**EXERCISE DATA**
========================================
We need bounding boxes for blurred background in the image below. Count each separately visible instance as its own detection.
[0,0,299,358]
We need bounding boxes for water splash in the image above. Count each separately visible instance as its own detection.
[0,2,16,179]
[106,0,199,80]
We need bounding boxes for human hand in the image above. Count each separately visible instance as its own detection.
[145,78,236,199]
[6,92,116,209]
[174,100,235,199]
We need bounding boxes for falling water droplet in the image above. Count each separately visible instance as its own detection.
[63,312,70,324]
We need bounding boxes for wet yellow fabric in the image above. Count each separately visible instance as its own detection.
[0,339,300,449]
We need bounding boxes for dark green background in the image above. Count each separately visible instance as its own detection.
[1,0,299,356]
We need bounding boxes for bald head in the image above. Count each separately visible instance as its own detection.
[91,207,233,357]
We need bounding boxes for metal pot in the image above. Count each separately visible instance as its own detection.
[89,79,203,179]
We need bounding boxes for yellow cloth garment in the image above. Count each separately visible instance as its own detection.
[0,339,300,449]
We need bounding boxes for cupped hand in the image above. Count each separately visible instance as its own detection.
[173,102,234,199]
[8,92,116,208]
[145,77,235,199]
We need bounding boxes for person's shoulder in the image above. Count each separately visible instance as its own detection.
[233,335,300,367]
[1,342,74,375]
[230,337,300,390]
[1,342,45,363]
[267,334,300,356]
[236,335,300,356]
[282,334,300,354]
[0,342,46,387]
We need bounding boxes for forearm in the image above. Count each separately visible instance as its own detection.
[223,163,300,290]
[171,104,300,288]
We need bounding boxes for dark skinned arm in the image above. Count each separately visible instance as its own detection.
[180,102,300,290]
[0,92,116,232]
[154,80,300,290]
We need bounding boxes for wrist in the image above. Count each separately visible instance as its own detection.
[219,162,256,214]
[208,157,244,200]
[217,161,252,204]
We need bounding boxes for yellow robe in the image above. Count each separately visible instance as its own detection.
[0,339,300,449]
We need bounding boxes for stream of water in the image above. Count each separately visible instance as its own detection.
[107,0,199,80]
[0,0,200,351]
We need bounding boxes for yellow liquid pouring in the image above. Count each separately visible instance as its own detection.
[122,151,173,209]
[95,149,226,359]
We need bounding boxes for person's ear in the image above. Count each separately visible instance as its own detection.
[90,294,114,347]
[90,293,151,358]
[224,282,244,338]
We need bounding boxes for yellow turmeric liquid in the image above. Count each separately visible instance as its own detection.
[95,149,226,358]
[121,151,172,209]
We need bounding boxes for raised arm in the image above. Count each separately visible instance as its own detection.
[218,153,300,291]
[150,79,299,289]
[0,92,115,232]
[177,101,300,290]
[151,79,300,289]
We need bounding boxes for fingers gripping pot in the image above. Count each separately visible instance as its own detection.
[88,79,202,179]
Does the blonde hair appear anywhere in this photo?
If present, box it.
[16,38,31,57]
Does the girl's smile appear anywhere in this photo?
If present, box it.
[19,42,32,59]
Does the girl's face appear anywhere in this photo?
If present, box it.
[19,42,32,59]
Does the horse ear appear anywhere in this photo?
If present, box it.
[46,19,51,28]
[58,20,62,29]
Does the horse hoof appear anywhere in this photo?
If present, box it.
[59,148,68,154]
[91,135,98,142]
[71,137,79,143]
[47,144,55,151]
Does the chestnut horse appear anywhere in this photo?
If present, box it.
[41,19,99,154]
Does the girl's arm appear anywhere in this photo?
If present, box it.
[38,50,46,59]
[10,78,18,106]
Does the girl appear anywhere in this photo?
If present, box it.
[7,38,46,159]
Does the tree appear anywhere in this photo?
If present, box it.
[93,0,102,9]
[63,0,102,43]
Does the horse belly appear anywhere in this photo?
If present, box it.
========================================
**EXERCISE OBJECTIVE**
What is needed is every line of the records that contains the word "horse".

**THE ANSWER**
Does the horse ear appear anywhere in this photo?
Does the horse hoof appear anywhere in this photo?
Does the chestnut horse appear anywhere in this photo?
Does the horse belly appear anywhere in this photo?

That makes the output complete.